* _Instructions for the task_
Pick out all lines in the listing holding the string "wall" and copy them.

* _Extracted material_
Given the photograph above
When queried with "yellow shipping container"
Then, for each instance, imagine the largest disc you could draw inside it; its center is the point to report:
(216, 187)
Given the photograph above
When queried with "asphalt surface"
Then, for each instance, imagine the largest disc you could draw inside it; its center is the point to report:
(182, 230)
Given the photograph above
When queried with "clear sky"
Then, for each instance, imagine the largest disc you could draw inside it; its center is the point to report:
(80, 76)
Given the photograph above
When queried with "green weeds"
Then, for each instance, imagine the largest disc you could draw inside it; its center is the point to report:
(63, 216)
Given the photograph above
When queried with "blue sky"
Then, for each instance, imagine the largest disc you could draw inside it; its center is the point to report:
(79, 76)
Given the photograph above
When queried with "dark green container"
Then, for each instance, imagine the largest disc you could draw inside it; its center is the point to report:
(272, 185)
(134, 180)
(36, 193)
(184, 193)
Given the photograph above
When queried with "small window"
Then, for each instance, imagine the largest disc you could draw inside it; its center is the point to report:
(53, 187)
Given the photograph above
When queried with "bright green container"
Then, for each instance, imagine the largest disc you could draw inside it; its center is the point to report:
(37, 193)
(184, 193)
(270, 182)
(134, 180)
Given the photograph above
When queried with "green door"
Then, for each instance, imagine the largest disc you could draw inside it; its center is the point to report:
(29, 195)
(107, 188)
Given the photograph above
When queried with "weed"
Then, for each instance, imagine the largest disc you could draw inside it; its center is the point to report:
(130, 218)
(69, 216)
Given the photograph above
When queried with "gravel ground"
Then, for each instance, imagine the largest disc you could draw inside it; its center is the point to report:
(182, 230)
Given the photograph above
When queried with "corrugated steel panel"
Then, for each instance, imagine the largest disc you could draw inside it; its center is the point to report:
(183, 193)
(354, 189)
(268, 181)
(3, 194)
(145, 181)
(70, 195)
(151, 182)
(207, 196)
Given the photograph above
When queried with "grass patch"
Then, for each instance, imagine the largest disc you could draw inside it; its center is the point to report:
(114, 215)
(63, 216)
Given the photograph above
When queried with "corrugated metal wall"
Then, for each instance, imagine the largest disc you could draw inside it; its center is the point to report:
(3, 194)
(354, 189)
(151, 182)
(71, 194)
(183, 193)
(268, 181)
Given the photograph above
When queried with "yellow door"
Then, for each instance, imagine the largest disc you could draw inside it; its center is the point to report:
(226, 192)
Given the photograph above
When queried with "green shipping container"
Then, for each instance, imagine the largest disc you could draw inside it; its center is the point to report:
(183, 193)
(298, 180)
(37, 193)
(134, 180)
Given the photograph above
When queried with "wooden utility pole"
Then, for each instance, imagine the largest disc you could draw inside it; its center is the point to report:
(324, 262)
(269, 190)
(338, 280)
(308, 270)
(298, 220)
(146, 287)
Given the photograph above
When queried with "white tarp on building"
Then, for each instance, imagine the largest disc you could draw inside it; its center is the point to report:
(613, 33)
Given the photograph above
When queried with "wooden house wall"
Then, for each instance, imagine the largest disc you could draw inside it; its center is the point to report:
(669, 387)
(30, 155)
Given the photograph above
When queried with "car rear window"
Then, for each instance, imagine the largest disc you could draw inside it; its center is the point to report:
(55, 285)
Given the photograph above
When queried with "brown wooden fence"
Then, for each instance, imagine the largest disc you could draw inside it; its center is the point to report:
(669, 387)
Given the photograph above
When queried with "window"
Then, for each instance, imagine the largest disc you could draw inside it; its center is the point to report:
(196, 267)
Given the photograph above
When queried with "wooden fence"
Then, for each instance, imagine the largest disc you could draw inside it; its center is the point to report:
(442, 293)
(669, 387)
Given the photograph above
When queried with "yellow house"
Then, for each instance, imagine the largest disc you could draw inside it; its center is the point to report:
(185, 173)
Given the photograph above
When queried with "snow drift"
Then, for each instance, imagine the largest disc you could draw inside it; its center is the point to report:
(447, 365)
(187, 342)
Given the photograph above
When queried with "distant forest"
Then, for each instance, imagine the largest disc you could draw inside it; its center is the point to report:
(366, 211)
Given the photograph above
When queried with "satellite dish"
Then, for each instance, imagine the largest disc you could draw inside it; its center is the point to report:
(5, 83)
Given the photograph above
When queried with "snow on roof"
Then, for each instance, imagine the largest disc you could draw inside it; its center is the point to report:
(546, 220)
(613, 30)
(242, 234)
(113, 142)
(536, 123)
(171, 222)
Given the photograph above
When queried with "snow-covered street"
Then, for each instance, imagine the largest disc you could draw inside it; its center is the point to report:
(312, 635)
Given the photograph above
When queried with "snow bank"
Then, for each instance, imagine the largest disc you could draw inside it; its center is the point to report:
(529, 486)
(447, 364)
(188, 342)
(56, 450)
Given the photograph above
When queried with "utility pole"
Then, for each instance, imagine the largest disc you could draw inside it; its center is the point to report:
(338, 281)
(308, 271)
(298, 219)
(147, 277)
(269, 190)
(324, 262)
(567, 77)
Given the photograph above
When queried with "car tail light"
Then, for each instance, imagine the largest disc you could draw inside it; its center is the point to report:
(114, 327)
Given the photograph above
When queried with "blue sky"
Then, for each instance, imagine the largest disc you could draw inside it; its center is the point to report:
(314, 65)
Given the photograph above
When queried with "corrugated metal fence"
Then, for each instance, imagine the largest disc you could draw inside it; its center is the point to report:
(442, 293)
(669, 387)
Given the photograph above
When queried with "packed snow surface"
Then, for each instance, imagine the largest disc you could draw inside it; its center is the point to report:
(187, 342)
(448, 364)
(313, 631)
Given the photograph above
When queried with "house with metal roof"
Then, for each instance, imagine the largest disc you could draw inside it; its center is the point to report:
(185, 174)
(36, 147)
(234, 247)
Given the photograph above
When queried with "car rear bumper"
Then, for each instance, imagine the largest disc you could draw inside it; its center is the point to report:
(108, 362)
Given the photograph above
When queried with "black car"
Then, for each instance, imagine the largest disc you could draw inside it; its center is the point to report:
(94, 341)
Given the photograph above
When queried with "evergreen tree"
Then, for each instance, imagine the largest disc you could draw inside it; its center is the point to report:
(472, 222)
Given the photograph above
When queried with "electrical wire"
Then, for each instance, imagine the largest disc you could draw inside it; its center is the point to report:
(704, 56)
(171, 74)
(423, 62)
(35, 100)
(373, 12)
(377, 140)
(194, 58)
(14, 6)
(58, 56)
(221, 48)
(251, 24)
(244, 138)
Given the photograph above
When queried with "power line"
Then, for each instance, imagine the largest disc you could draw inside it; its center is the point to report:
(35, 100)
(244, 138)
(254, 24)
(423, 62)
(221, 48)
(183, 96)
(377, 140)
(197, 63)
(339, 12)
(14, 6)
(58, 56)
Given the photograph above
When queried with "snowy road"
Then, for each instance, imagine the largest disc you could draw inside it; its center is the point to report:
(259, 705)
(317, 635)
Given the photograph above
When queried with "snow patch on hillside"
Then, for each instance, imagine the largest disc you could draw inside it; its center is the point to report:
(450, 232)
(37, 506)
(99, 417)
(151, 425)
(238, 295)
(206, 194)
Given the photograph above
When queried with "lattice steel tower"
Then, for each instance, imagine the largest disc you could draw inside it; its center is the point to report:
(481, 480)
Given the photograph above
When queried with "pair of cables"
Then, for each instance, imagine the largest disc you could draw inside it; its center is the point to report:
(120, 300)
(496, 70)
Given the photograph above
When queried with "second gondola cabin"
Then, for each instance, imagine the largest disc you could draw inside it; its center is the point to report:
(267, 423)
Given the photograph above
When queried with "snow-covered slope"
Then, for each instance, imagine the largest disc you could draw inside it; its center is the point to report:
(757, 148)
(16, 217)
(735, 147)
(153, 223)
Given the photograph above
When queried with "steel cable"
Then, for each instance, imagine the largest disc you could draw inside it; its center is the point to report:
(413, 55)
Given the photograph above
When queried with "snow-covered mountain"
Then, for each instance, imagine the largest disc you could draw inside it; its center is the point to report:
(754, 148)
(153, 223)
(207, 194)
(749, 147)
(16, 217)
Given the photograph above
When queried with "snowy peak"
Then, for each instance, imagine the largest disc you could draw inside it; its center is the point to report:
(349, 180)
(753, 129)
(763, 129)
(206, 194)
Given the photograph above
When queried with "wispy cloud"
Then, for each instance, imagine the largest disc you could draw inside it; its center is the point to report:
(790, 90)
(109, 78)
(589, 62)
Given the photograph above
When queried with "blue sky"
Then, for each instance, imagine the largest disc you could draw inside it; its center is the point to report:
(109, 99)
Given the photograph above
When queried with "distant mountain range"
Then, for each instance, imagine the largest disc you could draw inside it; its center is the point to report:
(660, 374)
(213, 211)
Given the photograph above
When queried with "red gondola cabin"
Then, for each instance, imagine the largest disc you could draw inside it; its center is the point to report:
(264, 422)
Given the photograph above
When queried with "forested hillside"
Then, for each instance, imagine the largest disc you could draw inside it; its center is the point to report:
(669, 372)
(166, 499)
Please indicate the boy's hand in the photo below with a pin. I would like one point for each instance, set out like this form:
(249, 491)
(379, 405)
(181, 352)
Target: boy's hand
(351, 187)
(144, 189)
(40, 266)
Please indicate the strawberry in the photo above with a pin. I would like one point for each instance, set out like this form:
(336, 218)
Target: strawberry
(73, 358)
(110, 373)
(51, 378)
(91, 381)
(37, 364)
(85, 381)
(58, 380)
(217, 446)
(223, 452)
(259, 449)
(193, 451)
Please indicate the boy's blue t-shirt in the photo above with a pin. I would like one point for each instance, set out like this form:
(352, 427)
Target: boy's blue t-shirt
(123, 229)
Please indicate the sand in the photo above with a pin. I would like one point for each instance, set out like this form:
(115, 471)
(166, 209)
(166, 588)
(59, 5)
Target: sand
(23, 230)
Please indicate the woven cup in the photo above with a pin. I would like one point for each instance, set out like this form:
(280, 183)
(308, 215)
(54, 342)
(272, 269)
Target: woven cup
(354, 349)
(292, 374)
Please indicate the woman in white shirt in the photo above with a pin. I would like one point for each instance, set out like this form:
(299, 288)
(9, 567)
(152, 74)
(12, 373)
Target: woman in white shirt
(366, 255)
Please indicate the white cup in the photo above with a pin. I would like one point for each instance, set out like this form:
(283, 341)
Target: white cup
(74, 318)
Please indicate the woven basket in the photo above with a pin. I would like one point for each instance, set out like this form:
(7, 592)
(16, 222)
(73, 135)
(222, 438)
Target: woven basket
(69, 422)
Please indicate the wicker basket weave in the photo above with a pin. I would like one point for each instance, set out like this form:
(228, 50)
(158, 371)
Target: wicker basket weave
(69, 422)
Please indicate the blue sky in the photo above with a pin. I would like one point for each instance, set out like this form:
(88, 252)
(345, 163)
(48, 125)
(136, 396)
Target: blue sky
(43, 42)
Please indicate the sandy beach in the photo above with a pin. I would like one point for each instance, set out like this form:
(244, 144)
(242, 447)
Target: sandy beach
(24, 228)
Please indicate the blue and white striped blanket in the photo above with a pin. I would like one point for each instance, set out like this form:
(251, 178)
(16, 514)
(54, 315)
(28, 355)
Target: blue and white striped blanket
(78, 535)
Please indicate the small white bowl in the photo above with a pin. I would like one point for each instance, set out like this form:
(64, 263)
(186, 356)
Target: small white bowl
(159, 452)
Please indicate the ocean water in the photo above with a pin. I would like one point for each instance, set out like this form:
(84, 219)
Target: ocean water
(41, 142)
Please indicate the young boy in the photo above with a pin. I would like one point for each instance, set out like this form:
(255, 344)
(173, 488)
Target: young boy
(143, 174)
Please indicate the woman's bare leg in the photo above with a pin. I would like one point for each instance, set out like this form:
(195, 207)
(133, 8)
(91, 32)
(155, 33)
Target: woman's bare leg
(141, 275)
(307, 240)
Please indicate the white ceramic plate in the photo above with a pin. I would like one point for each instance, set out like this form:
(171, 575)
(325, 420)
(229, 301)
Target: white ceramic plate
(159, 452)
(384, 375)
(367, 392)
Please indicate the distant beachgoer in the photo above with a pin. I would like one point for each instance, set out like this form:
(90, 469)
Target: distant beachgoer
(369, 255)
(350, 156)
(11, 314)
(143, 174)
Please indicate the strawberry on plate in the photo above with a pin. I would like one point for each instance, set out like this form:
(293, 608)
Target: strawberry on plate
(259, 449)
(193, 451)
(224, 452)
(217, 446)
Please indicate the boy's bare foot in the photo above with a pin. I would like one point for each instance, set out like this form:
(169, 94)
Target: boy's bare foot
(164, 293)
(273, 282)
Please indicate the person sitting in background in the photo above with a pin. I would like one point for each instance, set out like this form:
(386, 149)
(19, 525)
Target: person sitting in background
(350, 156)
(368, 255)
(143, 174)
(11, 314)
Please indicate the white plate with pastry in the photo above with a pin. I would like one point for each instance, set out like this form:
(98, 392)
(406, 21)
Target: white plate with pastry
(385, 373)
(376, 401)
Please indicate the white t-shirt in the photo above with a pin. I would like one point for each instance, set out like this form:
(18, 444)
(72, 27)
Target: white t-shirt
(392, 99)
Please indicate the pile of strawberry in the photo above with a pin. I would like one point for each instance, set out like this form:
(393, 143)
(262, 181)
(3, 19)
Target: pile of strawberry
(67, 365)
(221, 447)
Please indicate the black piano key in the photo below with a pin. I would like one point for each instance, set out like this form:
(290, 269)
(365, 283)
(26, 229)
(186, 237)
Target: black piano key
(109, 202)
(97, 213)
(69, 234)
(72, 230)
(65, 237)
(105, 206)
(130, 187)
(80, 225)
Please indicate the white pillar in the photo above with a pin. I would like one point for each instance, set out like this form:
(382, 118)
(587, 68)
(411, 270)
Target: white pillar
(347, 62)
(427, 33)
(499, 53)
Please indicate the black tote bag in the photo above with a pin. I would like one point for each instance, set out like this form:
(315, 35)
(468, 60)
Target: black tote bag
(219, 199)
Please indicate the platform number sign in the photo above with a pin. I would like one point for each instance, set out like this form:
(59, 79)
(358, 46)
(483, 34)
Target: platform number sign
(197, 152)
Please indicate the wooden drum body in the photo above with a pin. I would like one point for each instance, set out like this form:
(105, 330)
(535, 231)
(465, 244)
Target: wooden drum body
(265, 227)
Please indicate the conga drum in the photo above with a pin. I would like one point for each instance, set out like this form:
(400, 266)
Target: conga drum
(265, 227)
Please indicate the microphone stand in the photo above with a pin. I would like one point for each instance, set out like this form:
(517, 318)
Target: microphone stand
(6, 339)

* _Result of this exercise_
When queried with "corrugated metal wall"
When queried with "wooden house wall"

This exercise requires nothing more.